Data to use:
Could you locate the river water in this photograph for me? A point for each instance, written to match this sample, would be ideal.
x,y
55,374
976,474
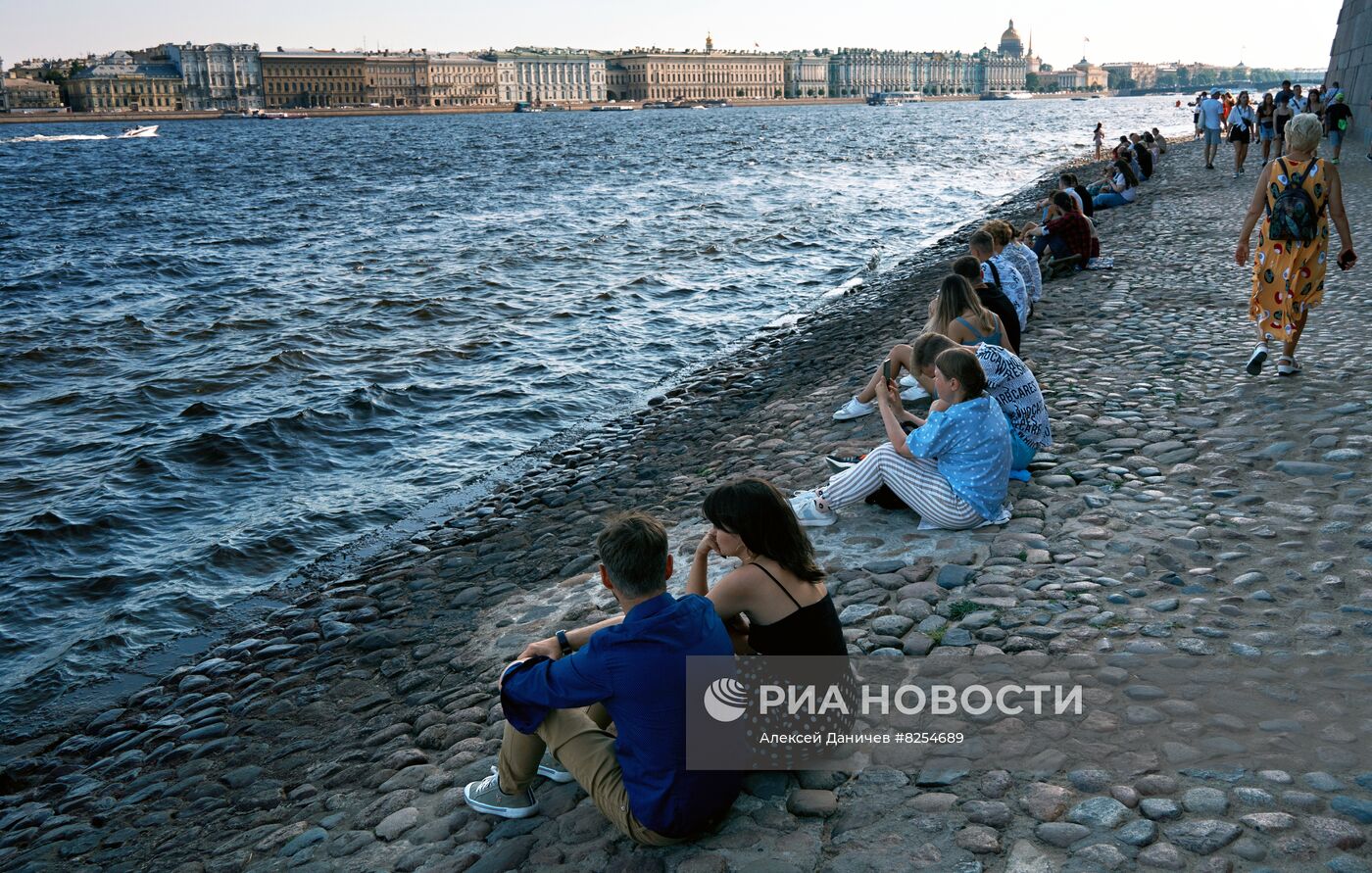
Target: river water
x,y
236,346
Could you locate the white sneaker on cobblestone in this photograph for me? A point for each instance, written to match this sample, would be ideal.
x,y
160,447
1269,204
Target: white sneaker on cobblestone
x,y
806,506
855,410
486,797
553,769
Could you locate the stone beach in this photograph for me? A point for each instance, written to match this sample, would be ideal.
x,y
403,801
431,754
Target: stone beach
x,y
1184,507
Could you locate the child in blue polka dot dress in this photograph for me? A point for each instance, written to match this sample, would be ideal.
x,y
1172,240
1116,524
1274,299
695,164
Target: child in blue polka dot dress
x,y
953,469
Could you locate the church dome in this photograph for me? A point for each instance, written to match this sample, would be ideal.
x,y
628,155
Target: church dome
x,y
1010,43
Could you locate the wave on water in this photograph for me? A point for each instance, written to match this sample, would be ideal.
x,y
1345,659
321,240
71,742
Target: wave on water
x,y
64,137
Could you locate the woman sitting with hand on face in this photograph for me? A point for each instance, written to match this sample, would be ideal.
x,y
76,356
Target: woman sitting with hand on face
x,y
778,588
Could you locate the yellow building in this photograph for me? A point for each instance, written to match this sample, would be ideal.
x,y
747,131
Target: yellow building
x,y
29,95
397,78
462,79
312,78
121,84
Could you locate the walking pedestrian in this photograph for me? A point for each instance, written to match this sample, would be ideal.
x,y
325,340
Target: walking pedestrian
x,y
1300,192
1242,121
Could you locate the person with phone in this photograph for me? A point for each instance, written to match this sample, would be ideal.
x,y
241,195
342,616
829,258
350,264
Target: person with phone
x,y
1299,194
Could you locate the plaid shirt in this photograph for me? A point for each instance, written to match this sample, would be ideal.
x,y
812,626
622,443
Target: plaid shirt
x,y
1074,229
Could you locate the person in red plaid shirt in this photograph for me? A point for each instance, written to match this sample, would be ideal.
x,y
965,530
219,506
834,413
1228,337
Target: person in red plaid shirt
x,y
1066,235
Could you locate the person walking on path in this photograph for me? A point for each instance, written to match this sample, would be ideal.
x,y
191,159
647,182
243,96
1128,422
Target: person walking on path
x,y
1211,121
1300,194
1242,121
1338,119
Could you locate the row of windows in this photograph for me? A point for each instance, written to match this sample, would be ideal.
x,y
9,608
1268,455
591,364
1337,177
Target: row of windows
x,y
301,72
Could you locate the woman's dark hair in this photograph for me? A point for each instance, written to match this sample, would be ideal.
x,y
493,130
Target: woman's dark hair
x,y
758,513
1129,178
957,297
962,364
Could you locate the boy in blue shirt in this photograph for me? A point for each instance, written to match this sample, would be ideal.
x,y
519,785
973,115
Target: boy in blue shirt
x,y
562,694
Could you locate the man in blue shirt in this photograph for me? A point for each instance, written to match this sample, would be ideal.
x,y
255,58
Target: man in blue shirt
x,y
563,694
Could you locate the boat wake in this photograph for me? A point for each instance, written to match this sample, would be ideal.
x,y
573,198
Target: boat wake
x,y
65,137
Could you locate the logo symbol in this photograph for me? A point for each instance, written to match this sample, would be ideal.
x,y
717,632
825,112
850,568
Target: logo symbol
x,y
726,699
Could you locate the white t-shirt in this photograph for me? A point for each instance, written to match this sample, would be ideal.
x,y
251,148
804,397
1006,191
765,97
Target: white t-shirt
x,y
1210,113
1128,194
1010,383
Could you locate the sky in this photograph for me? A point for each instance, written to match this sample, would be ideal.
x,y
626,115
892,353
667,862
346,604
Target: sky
x,y
1221,33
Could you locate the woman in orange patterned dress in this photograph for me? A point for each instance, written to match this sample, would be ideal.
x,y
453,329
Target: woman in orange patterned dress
x,y
1289,274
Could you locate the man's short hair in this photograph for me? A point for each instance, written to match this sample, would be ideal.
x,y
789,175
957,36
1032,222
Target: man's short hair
x,y
926,349
633,548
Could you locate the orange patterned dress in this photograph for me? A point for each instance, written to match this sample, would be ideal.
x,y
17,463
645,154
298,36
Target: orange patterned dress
x,y
1289,276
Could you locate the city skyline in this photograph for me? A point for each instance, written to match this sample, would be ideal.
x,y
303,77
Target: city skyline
x,y
1059,37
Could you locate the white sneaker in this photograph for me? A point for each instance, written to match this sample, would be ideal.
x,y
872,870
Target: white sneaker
x,y
806,506
553,769
915,393
855,410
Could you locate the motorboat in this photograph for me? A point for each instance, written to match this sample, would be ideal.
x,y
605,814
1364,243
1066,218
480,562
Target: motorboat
x,y
895,98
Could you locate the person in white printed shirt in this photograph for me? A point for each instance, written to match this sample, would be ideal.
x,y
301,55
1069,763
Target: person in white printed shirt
x,y
998,269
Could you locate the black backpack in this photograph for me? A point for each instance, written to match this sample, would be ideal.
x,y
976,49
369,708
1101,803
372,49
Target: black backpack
x,y
1293,218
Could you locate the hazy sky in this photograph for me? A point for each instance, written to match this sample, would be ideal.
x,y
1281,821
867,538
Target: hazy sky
x,y
1159,30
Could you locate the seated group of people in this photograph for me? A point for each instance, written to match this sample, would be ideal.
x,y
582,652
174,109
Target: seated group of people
x,y
1134,161
606,704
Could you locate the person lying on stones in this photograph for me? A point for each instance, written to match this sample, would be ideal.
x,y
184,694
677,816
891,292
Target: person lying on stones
x,y
1022,259
778,589
953,468
560,698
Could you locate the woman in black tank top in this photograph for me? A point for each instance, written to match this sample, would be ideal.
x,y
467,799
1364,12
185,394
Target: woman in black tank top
x,y
755,523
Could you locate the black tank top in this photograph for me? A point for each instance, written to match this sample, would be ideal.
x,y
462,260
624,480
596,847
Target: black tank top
x,y
808,630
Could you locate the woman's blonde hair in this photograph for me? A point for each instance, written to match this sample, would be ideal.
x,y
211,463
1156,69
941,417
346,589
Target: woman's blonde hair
x,y
1303,132
956,297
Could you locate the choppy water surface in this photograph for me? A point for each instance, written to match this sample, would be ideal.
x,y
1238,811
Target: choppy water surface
x,y
239,345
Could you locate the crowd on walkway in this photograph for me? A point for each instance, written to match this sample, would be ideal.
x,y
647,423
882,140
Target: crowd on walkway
x,y
606,704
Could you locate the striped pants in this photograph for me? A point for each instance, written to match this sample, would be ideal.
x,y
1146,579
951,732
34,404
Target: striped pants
x,y
916,482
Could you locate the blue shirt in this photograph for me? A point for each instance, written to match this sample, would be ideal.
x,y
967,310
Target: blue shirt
x,y
970,441
638,671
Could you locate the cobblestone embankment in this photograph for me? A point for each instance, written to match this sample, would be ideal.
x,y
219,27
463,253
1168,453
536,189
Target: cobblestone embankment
x,y
1184,507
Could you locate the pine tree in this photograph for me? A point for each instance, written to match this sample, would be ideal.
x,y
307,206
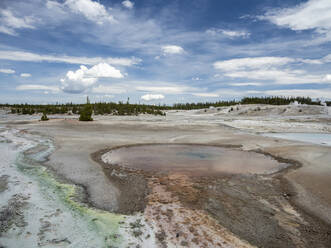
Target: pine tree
x,y
44,117
86,112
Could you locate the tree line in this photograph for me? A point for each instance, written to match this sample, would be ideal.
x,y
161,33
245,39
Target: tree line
x,y
120,108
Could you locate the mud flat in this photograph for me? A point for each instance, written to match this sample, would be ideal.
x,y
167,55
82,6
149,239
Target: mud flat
x,y
286,204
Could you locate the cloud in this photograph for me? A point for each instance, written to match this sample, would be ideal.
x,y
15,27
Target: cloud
x,y
228,33
92,10
274,69
128,4
33,57
251,63
172,49
327,78
206,94
7,71
9,22
38,87
313,93
109,89
310,15
245,84
25,75
149,97
80,80
169,89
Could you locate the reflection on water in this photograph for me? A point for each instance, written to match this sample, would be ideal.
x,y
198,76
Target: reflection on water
x,y
316,138
192,159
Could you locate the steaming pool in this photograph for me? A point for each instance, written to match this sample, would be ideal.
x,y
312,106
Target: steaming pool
x,y
195,160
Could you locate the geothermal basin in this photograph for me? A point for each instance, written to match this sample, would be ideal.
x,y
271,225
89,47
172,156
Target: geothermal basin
x,y
192,159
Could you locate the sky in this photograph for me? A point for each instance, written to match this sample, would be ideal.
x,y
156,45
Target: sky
x,y
163,51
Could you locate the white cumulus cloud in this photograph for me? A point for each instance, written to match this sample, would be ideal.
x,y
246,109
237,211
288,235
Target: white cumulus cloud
x,y
128,4
78,81
149,97
25,75
311,15
7,71
172,49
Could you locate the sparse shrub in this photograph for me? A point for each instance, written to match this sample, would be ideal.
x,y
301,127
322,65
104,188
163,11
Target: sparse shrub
x,y
86,112
44,117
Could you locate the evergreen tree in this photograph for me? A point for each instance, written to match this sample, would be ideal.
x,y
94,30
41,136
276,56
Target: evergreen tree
x,y
44,117
86,112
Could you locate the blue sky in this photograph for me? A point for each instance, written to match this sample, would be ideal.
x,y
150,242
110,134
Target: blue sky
x,y
159,51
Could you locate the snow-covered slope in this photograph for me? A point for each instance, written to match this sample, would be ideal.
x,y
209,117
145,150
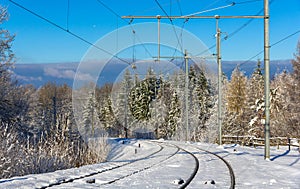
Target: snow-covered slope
x,y
145,164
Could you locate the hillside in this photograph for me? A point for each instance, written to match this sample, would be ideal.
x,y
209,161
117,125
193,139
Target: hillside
x,y
59,73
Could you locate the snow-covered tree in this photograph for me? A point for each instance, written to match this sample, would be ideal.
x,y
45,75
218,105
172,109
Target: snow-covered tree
x,y
255,102
120,102
234,119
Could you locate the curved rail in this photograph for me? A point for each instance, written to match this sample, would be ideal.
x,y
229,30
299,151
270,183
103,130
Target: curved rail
x,y
145,168
232,176
189,180
99,172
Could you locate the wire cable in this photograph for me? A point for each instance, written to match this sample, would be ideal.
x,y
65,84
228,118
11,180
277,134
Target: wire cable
x,y
68,14
230,35
68,31
213,9
173,26
127,22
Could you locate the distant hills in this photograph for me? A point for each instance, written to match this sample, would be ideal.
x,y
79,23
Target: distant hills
x,y
59,73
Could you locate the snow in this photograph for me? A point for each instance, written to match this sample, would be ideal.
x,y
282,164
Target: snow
x,y
167,168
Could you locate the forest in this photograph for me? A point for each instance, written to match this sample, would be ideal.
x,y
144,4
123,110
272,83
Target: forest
x,y
40,132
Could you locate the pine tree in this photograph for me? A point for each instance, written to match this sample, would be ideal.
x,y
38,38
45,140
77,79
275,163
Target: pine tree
x,y
90,118
285,101
255,102
200,102
121,106
174,115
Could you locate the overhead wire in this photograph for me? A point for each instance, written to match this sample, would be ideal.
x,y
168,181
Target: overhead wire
x,y
230,35
171,21
272,45
68,31
68,13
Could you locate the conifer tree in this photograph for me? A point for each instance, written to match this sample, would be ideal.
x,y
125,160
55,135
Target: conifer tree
x,y
255,102
234,119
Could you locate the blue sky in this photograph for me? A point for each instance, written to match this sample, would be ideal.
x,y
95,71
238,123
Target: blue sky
x,y
40,42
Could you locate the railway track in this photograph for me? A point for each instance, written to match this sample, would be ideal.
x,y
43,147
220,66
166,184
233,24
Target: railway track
x,y
117,166
131,166
209,157
156,166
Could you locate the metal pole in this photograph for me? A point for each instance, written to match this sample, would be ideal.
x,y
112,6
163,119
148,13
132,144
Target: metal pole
x,y
219,81
267,78
125,119
158,36
186,95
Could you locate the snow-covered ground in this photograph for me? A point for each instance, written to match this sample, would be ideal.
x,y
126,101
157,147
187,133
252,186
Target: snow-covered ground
x,y
127,167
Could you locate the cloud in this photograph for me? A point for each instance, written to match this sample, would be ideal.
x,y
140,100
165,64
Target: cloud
x,y
28,78
67,74
64,74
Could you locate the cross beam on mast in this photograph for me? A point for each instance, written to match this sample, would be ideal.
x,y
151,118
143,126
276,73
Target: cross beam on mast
x,y
266,60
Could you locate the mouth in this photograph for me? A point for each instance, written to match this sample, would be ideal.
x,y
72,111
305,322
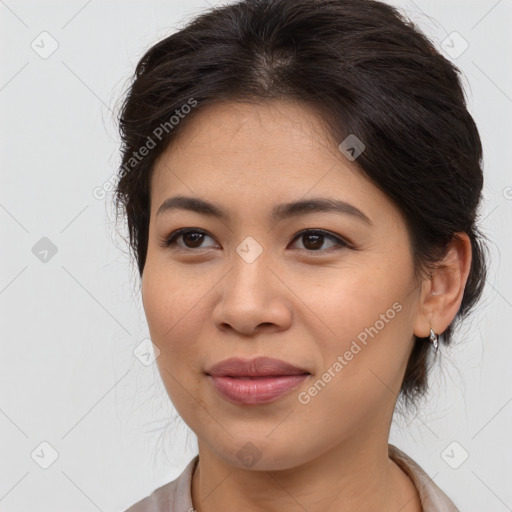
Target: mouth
x,y
257,381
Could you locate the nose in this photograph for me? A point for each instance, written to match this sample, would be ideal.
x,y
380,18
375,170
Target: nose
x,y
252,297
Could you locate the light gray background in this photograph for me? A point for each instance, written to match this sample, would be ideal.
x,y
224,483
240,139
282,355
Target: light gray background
x,y
69,326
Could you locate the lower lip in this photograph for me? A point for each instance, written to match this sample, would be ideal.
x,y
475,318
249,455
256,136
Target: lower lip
x,y
259,390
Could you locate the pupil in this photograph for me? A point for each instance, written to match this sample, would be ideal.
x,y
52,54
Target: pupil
x,y
196,239
316,241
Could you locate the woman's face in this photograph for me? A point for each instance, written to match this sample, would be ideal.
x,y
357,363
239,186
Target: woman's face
x,y
344,312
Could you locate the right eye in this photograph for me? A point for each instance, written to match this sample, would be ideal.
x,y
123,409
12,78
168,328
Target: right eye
x,y
192,238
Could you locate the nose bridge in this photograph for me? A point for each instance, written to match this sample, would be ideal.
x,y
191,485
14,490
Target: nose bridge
x,y
250,292
249,269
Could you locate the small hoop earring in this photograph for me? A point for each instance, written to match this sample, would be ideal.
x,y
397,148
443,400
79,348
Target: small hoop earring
x,y
434,340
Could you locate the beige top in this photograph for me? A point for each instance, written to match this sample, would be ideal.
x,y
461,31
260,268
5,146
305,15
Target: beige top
x,y
176,496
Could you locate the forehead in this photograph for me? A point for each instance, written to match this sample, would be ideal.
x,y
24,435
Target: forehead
x,y
246,155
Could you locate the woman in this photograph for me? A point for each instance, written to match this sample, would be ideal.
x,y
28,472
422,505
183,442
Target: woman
x,y
301,181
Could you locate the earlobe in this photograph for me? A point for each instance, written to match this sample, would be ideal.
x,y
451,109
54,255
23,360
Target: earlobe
x,y
443,290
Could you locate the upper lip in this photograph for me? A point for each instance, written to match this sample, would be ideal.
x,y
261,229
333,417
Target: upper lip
x,y
258,367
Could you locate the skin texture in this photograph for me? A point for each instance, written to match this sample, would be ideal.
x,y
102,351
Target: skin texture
x,y
204,303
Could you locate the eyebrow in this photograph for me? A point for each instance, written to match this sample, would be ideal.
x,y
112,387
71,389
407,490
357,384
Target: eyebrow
x,y
279,212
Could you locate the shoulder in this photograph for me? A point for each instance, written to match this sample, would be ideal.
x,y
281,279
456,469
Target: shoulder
x,y
433,499
173,496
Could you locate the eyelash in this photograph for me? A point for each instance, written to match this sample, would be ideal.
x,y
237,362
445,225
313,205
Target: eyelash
x,y
170,241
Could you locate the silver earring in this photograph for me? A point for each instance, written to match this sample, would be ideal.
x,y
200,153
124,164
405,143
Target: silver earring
x,y
433,339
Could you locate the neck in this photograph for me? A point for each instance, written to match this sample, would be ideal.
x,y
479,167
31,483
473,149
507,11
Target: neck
x,y
352,476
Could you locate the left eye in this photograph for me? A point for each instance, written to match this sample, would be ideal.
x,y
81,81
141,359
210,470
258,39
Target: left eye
x,y
192,238
315,238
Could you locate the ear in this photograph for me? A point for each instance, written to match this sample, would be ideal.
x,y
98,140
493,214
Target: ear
x,y
442,291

Description of the task:
Everything from the line that contains "Could you locate the woman in this" through the end of the records must be duplicated exactly, and nothing outside that range.

Answer to this task:
Could you locate the woman in this photograph for me? A point for each instance, written to match this sample, would be ideal.
x,y
28,472
422,505
183,442
Target: woman
x,y
301,181
Could you locate the earlobe in this photograph for me? A point for each instance, written to match this sample, would be ideal.
x,y
451,109
54,255
23,360
Target: earlobe
x,y
443,290
Could you locate the upper lip in this photograph for me? A point for each instance, written to match this sample, would be ideal.
x,y
261,229
333,417
Target: upper lip
x,y
258,367
Could you locate the skin texture in this photograph for me? A point for each instance, written to match this sample, would be ideal.
x,y
102,351
Target: skin texture
x,y
204,303
Could you locate the eyebrow in this photograph for me? A point for each instance, written to match this sample, would be ideal.
x,y
112,387
71,389
407,490
357,384
Target: eyebrow
x,y
279,212
Could you locate the shoulder in this photograph for me? A point for each instance, written to match this sample, would be ideal.
x,y
281,279
456,469
Target: shoulder
x,y
433,499
173,496
Could you locate the eyelash in this photograph for me? A point for each instance, written to match this sample, would be ideal.
x,y
237,362
445,225
313,205
Target: eyelash
x,y
170,241
Could you locate the silver earring in this photograph for me? A point for each instance, written to match this sample, would be ideal.
x,y
200,153
124,164
405,143
Target: silver earring
x,y
433,339
Could you locate the neck in this photograph for me? A point for each instance, written to match this sample, would be ideal.
x,y
479,167
31,483
473,149
507,11
Target: neck
x,y
352,476
Could you locate the left eye in this photograph for me? A point for each instance, written to match this sample, would be ideal.
x,y
81,81
141,359
210,470
258,39
Target: left eye
x,y
192,238
315,238
Could you locate the ear in this photograph for me? A point for each instance, written to match this sample, would be ideal.
x,y
98,140
493,214
Target: ear
x,y
442,291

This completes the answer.